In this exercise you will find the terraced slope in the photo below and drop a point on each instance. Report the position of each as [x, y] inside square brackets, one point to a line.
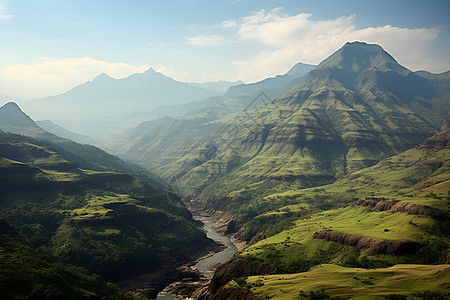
[393, 213]
[354, 109]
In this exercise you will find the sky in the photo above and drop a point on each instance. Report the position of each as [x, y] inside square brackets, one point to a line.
[49, 46]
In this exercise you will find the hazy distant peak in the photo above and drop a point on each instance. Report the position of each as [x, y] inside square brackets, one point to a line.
[299, 69]
[358, 56]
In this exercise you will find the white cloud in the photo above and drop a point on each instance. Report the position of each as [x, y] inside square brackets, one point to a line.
[158, 44]
[54, 76]
[226, 24]
[208, 40]
[298, 38]
[4, 12]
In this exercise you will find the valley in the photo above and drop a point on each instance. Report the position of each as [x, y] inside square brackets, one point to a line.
[326, 182]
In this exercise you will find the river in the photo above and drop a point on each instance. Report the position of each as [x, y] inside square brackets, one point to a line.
[218, 258]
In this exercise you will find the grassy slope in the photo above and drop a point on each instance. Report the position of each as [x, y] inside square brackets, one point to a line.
[102, 220]
[354, 283]
[419, 175]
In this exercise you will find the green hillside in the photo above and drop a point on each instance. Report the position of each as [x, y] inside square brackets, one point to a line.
[109, 222]
[386, 216]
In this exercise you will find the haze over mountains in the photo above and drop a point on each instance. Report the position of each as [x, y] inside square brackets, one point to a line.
[329, 170]
[347, 114]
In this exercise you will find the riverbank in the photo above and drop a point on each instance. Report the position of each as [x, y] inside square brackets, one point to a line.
[205, 267]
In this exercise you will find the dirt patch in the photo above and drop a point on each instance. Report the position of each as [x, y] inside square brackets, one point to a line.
[370, 244]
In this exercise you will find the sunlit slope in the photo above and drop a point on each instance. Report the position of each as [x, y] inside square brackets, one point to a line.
[106, 221]
[356, 108]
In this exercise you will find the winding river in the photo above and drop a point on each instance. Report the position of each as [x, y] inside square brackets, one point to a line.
[218, 258]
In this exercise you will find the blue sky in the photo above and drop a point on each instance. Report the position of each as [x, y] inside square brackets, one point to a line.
[47, 47]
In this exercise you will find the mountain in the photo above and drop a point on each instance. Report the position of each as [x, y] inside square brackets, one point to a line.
[12, 119]
[220, 87]
[382, 228]
[4, 98]
[355, 108]
[108, 97]
[40, 274]
[274, 86]
[84, 213]
[55, 129]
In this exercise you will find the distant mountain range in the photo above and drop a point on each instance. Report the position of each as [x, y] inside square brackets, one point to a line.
[355, 108]
[106, 106]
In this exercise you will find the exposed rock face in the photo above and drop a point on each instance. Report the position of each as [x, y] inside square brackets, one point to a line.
[218, 288]
[381, 204]
[371, 244]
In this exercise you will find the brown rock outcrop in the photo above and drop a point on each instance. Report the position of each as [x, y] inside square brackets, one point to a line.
[380, 204]
[371, 244]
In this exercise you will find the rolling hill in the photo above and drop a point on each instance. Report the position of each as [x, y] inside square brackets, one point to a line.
[355, 108]
[379, 231]
[78, 205]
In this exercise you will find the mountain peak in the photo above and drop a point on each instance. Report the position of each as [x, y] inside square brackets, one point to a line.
[150, 71]
[102, 77]
[358, 56]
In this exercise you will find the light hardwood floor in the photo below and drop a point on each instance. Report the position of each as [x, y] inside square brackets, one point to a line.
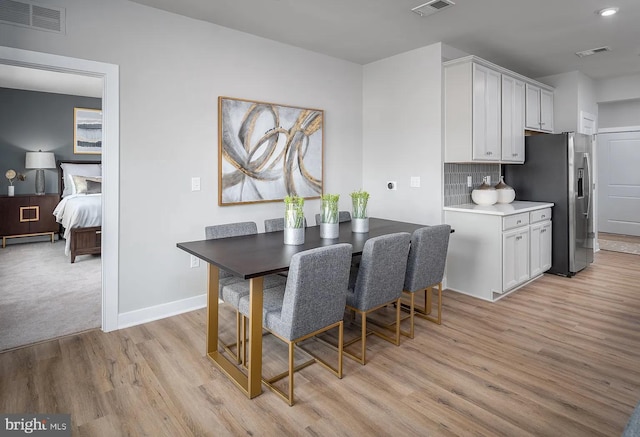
[560, 357]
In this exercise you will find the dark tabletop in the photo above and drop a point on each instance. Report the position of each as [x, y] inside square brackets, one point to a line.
[261, 254]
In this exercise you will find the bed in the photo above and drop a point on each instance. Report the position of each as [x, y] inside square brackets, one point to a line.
[80, 210]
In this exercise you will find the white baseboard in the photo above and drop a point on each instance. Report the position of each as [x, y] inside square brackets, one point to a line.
[145, 315]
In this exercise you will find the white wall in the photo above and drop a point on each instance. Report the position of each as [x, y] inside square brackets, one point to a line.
[625, 113]
[402, 135]
[618, 88]
[574, 92]
[172, 69]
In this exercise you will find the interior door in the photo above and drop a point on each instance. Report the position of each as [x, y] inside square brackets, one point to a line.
[619, 183]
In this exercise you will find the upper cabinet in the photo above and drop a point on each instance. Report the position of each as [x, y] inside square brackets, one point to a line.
[485, 110]
[539, 114]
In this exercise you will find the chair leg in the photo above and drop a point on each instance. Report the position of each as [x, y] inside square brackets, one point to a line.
[426, 311]
[291, 355]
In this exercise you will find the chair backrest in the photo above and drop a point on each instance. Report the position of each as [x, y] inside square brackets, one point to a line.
[316, 290]
[382, 269]
[277, 224]
[230, 230]
[343, 216]
[427, 257]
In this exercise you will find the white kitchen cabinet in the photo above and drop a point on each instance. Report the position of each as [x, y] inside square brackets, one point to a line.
[539, 108]
[513, 110]
[540, 237]
[492, 249]
[486, 136]
[485, 112]
[515, 257]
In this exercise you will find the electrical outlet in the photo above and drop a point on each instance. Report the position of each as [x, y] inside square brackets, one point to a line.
[195, 184]
[195, 261]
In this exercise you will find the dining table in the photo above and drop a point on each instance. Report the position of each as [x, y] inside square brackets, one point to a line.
[252, 257]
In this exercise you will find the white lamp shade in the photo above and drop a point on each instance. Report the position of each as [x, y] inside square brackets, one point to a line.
[40, 160]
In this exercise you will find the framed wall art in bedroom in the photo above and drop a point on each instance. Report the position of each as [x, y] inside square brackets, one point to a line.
[267, 151]
[87, 132]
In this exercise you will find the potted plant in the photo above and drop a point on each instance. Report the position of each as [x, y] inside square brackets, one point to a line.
[293, 220]
[329, 226]
[360, 218]
[11, 175]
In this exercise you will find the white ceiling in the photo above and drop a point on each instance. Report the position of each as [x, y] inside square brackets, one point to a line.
[49, 81]
[532, 37]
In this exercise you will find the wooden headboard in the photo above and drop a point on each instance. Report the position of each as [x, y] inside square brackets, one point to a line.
[61, 171]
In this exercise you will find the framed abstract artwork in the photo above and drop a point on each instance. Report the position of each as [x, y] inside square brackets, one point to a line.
[267, 151]
[87, 133]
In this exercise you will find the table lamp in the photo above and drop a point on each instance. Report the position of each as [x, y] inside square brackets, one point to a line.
[40, 160]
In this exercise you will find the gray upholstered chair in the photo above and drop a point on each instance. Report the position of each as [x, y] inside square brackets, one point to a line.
[343, 216]
[378, 283]
[312, 302]
[425, 269]
[277, 224]
[241, 287]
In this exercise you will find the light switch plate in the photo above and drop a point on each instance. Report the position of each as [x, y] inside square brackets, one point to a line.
[195, 184]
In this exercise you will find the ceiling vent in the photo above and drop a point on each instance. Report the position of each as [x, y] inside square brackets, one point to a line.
[590, 52]
[32, 15]
[432, 7]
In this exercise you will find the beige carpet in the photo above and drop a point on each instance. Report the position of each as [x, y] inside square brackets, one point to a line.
[44, 296]
[619, 243]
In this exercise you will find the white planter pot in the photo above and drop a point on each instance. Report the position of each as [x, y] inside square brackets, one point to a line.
[360, 225]
[294, 236]
[329, 230]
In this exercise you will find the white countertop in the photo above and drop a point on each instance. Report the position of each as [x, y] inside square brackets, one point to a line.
[515, 207]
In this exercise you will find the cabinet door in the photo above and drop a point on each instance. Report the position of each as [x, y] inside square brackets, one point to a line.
[486, 114]
[540, 248]
[512, 119]
[46, 220]
[515, 257]
[532, 116]
[546, 110]
[12, 222]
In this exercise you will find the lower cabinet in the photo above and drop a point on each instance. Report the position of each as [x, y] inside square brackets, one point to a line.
[540, 248]
[491, 255]
[515, 257]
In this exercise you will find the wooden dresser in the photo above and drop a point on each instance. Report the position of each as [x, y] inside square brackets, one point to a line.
[28, 215]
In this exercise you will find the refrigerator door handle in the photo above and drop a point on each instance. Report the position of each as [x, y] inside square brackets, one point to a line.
[588, 183]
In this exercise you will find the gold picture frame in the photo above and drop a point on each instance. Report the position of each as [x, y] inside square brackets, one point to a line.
[87, 131]
[267, 151]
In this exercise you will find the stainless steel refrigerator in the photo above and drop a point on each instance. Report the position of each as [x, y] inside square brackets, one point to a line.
[558, 168]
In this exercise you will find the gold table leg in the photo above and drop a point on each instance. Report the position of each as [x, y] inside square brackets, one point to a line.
[250, 384]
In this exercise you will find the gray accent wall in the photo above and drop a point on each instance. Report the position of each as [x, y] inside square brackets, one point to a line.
[30, 121]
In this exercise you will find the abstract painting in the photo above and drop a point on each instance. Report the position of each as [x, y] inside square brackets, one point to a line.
[87, 134]
[267, 151]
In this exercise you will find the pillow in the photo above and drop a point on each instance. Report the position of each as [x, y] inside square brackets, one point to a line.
[70, 168]
[80, 183]
[94, 187]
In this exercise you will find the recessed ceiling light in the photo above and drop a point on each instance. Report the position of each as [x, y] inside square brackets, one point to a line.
[607, 12]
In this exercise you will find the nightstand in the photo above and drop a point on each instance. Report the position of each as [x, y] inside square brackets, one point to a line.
[28, 215]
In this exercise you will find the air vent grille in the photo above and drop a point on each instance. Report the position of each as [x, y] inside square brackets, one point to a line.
[32, 15]
[590, 52]
[432, 7]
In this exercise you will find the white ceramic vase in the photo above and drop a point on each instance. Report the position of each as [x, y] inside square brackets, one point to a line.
[360, 225]
[329, 230]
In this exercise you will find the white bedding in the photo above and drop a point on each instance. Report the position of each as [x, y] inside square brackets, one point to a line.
[78, 211]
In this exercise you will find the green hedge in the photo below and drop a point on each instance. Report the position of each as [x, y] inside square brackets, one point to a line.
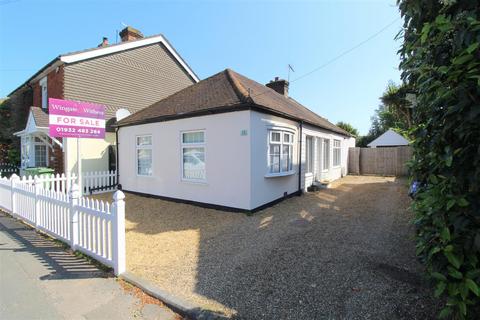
[441, 61]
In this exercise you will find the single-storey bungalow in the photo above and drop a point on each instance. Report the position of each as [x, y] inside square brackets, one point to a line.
[229, 141]
[389, 138]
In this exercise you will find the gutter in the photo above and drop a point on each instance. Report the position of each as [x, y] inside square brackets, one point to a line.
[117, 144]
[300, 160]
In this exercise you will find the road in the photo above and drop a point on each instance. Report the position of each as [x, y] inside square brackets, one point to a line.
[40, 280]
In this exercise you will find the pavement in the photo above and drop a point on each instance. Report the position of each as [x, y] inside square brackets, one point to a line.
[40, 280]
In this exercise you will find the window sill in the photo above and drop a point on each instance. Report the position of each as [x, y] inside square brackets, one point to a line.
[280, 174]
[199, 182]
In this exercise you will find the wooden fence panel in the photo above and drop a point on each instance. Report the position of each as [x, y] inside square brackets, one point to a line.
[379, 161]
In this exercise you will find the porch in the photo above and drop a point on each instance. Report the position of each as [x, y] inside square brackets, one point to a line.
[324, 159]
[38, 149]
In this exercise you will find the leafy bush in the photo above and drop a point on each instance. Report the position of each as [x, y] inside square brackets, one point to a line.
[441, 61]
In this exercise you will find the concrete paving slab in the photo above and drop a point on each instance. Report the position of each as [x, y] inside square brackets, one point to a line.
[40, 280]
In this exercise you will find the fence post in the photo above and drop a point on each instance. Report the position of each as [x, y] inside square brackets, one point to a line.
[13, 179]
[74, 196]
[36, 185]
[119, 255]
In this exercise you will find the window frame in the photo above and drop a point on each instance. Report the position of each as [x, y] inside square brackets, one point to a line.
[324, 143]
[339, 150]
[137, 147]
[184, 145]
[282, 144]
[43, 83]
[40, 143]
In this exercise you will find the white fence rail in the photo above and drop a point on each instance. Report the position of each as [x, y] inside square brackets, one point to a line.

WHAT THE EXERCISE ASKS =
Exactly reproduce the lines from the one containing "In this exercise you will find the wooden fence" through the end of the records, and only those lines.

RIGHT ANSWER =
In this exercise you will find the wooden fence panel in the photo above and drop a point on each instance. Report the position of each as [x, y] inside square brackets, one point to a line.
[379, 161]
In this exercise you will find the porch in the photo above and drop a point on each instance. Report the position of each as [x, y] inside square brackets, one point to a line.
[324, 159]
[38, 149]
In this exercise you will find the leafy bush in the photo above and drop a point on each instance. Report the position of each as [x, y] inside square brackets, one point to a line.
[441, 61]
In this exercise you will find the concrete paving slab in the photo above and drop a point on each instance. Report the position of each as [x, y] inside square brackets, one point to a line.
[40, 280]
In this exercise you will find the fence post in the photo above and drop a point on each instance. Report the position of each as [x, y] inside square brackets, one point to a line.
[13, 179]
[74, 196]
[36, 185]
[119, 255]
In this exercise you will find the window frame in the photo above and drop a point on each instance. Report the position of each as [x, y] inside square brackets, one point to a line.
[324, 143]
[339, 150]
[137, 147]
[184, 145]
[282, 144]
[43, 83]
[40, 143]
In this exercise you will find the white fence rail in the photo above and drop a point on each instance. Report the position of each as [x, y] inside square brackets, one point to a line.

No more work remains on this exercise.